=== Task details ===
Give every section heading that appears in the speech excerpt below.

=== Selected excerpt ===
The promise of fresh wind turns our bow toward waiting horizons
plotting our course by our judgement of the sun
and the latitude of familiar stars.
Notwithstanding, I do believe that the region is on the move again, and that there is a climate of renewal and new economic energy. That optimism is born of the knowledge that we have the wherewithal to master our own fates; our own development outcomes. As leaders, our hands are on the tillers of state. Our crafts are resilient and well built, and how faithfully we sail them will determine our economic course and destination. We must therefore competently manage the winds that fill our sails and give proper direction to our ships of state. We have no choice but to harness the wind and move forward.
On Assuming Office
As such, this is an opportune moment to assume the captaincy of this regional craft which carries our collective fates, and I am honoured to do so. I thank you for your confidence, and trust that during the next six months, I will prove worthy of this undertaking which is the Chairmanship of the region’s highest council.
An Historic Meeting
In its own significant way, this is an historic occasion. It is made memorable by the meeting yesterday between Heads of Government and Leaders of the Parliamentary Opposition across CARICOM. This is really the first time anywhere, that elected political leaders, without the prompting of war or crisis, have formally occasioned a face-to-face encounter with their competitors.
Once again, we see the Caribbean setting the pace for others to follow, and we are pleased that St. Lucia has provided the setting. This is major step forward in the evolution of Caribbean governance, and I hope that yesterday’s meeting, at last heralds the dwindling of an era when governance was seen as the exclusive domain of governments.
What we are doing expands the definition of our democracy. That is a testament to the fact that there is common ground in our separate agendas. It is evidence that we recognize the need for shared commitment to certain common problems and principles, irrespective of individual partisan persuasions. It is a statement of shared intent towards the ideals of a single region, despite political differences and the physical divides that define or separate statehoods. That such a meeting could be contemplated and convened, is a reflection of a maturing political consciousness, and the confidence we profess in the systems of democratic governance. This augurs well for our future.
Despite all optimism, there is much that impedes our vision of that future state
wherein the lives and livelihoods of Caribbean people can be unalterably
enhanced. Our safe passage through the shoals and reefs of adversity demands new
levels of competence and cooperation. The obstacles in our path of progress must
therefore be tackled with a new sensibility.
The Scourge of Crime
Among those obstacles there is none more pervasive, more insipid, more
treacherous to our economic, political and social stability, than the issue of
crime. It is the scourge that threatens us all, and it gnaws at the very root of
the economic and social transformation that we seek as the attainable fruit of
The statistics speak for themselves, and the numbers, though they vary between states, tell much the same stories. They speak, as the President of the Caribbean Development Bank recently reminded us, of the soft underbelly of our weak social and legal infrastructure. They speak of the inability to cope in conventional ways with unprecedented levels of violence, brutality and inhumanity. For many victims life has indeed become nasty, brutish and short.

(Data extracted from a collection)

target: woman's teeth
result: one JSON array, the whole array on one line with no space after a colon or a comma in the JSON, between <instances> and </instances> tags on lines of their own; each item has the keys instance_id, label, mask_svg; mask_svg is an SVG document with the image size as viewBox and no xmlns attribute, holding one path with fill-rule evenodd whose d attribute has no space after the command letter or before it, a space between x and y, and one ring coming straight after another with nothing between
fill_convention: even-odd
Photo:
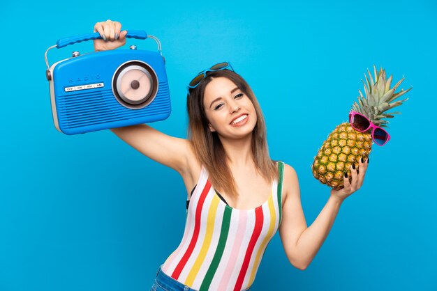
<instances>
[{"instance_id":1,"label":"woman's teeth","mask_svg":"<svg viewBox=\"0 0 437 291\"><path fill-rule=\"evenodd\" d=\"M239 117L238 118L235 119L234 121L232 121L232 124L235 125L238 123L239 123L242 120L244 120L244 119L246 119L247 118L246 115L244 115L242 116Z\"/></svg>"}]
</instances>

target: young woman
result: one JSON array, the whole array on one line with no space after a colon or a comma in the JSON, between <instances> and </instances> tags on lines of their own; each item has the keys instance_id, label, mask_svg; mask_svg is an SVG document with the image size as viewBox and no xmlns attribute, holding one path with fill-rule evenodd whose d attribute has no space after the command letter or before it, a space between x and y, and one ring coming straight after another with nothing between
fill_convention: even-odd
<instances>
[{"instance_id":1,"label":"young woman","mask_svg":"<svg viewBox=\"0 0 437 291\"><path fill-rule=\"evenodd\" d=\"M96 51L126 42L121 25L98 22ZM306 226L295 170L269 156L264 118L255 95L228 63L202 72L187 94L188 139L147 125L115 128L124 141L177 171L188 194L178 248L159 268L154 290L249 290L264 251L279 229L290 262L304 270L327 236L344 199L363 183L368 161L351 168L352 182L332 190L317 219Z\"/></svg>"}]
</instances>

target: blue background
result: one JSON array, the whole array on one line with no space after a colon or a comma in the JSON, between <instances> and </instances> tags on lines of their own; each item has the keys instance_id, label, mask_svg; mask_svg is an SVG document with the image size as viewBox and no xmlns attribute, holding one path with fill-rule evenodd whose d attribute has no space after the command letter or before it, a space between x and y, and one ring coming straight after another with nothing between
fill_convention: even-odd
<instances>
[{"instance_id":1,"label":"blue background","mask_svg":"<svg viewBox=\"0 0 437 291\"><path fill-rule=\"evenodd\" d=\"M362 188L343 204L309 268L288 262L279 235L254 290L437 290L434 1L12 1L0 4L0 290L145 290L179 244L186 193L177 173L110 131L54 127L44 52L96 21L158 36L172 113L154 126L186 136L185 86L229 61L251 85L272 157L297 171L309 225L329 195L310 164L346 121L375 64L414 88L374 146ZM152 40L129 40L155 49ZM50 63L91 42L51 51Z\"/></svg>"}]
</instances>

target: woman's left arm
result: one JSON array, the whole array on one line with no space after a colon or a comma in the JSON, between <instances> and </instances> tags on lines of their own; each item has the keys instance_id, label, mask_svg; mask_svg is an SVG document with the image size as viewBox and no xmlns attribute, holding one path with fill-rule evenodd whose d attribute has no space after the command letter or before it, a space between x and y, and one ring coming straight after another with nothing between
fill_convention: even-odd
<instances>
[{"instance_id":1,"label":"woman's left arm","mask_svg":"<svg viewBox=\"0 0 437 291\"><path fill-rule=\"evenodd\" d=\"M286 166L283 181L286 198L279 233L287 257L293 266L304 270L309 265L329 233L341 203L362 185L368 164L369 159L360 160L360 173L350 169L352 182L349 183L349 179L344 177L344 188L331 190L327 203L309 227L306 226L300 201L297 175L292 167Z\"/></svg>"}]
</instances>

=== Correct output ===
On Assuming Office
An Historic Meeting
The Scourge of Crime